* [TEXT PROVIDED]
OpenAI unveils Realtime API and other features for developers


OpenAI didn’t release any new models at its Dev Day event but new API features will excite developers who want to use their models to build powerful apps.

OpenAI has had a tough few weeks with its CTO, Mira Murati, and other head researchers joining the ever-growing list of former employees. The company is under increasing pressure from other flagship models, including open-source models which offer developers cheaper and highly capable options.

The new features OpenAI unveiled were the Realtime API (in beta), vision fine-tuning, and efficiency-boosting tools like prompt caching and model distillation.

Realtime API

The Realtime API is the most exciting new feature, albeit in beta. It enables developers to build low-latency, speech-to-speech experiences in their apps without using separate models for speech recognition and text-to-speech conversion.

With this API, developers can now create apps that allow for real-time conversations with AI, such as voice assistants or language learning tools, all through a single API call. It’s not quite the seamless experience that GPT-4o’s Advanced Voice Mode offers, but it’s close.

It’s not cheap though, at approximately $0.06 per minute of audio input and $0.24 per minute of audio output.

Vision fine-tuning

Vision fine-tuning within the API allows developers to enhance their models’ ability to understand and interact with images. By fine-tuning GPT-4o using images, developers can create applications that excel in tasks like visual search or object detection.

This feature is already being leveraged by companies like Grab, which improved the accuracy of its mapping service by fine-tuning the model to recognize traffic signs from street-level images​.

OpenAI also gave an example of how GPT-4o could generate additional content for a website after being fine-tuned to stylistically match the site’s existing content.

* [REQUIREMENT 1] Summarize the article on OpenAI's new developer features in two sentences.
* [REQUIREMENT 2] According to the article, what does the Realtime API cost per minute of audio output?
The stored items that come after the article are separate material and not part of it.

Stored items:
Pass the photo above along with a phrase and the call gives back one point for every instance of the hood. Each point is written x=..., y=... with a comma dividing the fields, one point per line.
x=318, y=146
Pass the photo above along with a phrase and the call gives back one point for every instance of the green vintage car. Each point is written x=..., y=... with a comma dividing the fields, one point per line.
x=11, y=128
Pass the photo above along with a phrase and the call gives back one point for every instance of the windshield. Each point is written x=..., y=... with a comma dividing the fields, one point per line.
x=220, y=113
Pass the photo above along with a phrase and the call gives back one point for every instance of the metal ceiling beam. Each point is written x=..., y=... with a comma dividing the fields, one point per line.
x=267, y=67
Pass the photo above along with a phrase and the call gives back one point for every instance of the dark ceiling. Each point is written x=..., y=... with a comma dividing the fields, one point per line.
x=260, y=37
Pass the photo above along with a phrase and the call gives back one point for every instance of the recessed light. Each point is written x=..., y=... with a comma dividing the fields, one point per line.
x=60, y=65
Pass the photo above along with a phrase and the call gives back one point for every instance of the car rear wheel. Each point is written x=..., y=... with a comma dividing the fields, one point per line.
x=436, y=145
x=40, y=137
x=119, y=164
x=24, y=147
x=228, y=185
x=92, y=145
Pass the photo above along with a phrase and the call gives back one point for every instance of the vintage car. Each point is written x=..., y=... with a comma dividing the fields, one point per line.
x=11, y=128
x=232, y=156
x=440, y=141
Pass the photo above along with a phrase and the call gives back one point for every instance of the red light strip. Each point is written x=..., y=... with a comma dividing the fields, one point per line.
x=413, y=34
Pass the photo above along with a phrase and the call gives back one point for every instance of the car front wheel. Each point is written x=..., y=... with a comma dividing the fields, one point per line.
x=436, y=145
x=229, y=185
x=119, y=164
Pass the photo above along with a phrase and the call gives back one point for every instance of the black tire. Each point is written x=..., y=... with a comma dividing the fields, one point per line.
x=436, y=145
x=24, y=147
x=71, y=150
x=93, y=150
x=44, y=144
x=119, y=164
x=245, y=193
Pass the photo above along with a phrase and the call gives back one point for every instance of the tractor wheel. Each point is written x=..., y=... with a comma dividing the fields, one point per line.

* [RESPONSE AREA 1] At its Dev Day event, OpenAI released no new models but unveiled new API features: the Realtime API in beta, vision fine-tuning, and efficiency tools such as prompt caching and model distillation. The Realtime API lets developers build low-latency speech-to-speech experiences through a single API call, while vision fine-tuning lets them fine-tune GPT-4o with images for tasks like visual search or object detection.

* [RESPONSE AREA 2] Approximately $0.24 per minute of audio output.